Goal of the exercise => Please extract every line in the following records that contains the word "below", copying each one in full.

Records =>
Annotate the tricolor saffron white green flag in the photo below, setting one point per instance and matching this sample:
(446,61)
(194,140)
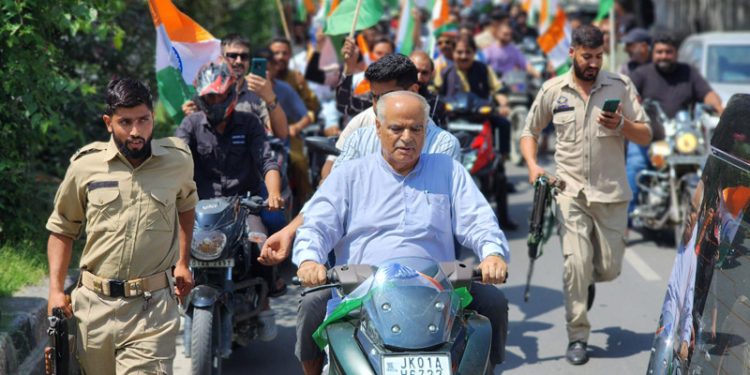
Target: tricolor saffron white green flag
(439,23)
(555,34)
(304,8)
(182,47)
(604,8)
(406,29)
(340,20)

---

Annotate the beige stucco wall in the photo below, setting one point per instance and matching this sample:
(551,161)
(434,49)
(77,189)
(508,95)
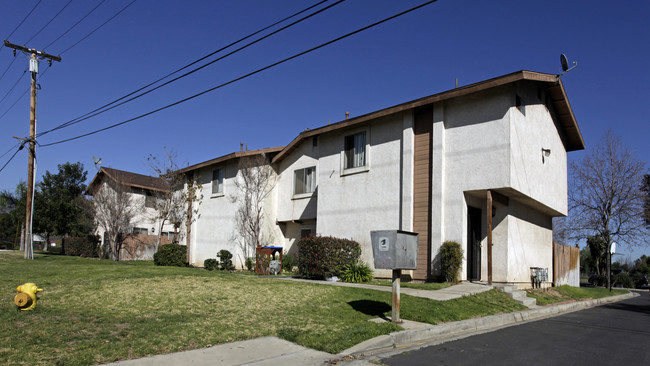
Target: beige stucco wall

Exercise answer =>
Annotate the tricolor saffron white green flag in the photo below, setting one point per instance and matching this sample:
Annotate the beige stucco wall in the photo below, setting one point per instance and matching this sample:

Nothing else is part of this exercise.